• **What the exercise asks**
Find the lines below that include the word "lawn" and report how many there are, with no other text.
================
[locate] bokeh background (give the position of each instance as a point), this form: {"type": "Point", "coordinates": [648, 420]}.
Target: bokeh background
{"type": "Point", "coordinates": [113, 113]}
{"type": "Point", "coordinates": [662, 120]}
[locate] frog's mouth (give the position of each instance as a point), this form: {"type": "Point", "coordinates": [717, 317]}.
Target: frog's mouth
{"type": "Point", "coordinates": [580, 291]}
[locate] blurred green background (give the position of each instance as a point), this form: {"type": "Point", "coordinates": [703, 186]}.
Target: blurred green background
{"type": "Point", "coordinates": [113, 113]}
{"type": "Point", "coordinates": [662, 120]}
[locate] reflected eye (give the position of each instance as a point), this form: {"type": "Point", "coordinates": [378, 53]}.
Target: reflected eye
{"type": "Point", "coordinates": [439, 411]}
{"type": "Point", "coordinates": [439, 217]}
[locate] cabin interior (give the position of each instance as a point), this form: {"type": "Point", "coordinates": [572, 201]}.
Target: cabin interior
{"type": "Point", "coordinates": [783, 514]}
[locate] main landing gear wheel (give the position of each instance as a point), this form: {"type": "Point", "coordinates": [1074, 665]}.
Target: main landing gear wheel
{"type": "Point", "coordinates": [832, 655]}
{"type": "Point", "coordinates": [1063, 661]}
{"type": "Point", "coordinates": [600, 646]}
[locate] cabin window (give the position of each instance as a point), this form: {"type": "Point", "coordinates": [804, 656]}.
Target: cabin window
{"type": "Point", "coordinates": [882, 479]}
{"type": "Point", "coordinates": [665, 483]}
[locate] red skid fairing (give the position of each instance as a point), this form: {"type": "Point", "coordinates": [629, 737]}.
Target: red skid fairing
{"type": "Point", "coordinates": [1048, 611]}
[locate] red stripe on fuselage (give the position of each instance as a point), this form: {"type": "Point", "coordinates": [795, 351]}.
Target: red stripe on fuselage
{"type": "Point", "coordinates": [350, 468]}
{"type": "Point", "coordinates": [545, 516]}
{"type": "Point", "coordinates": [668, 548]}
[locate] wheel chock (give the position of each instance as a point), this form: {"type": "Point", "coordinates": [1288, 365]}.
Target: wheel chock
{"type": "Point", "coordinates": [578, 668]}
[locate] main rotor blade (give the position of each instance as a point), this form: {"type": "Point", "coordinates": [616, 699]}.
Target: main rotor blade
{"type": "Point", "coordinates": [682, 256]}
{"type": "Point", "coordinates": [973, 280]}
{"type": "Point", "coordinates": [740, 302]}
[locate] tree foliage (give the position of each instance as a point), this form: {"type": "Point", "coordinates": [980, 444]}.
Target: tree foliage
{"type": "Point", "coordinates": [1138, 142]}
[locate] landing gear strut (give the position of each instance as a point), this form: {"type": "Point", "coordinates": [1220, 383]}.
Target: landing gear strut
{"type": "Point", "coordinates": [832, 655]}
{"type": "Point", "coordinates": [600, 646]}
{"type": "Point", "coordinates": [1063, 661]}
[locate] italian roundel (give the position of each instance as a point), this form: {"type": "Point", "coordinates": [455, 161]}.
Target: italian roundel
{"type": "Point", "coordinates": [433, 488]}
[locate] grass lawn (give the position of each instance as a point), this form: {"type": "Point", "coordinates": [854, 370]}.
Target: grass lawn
================
• **Solution for this task**
2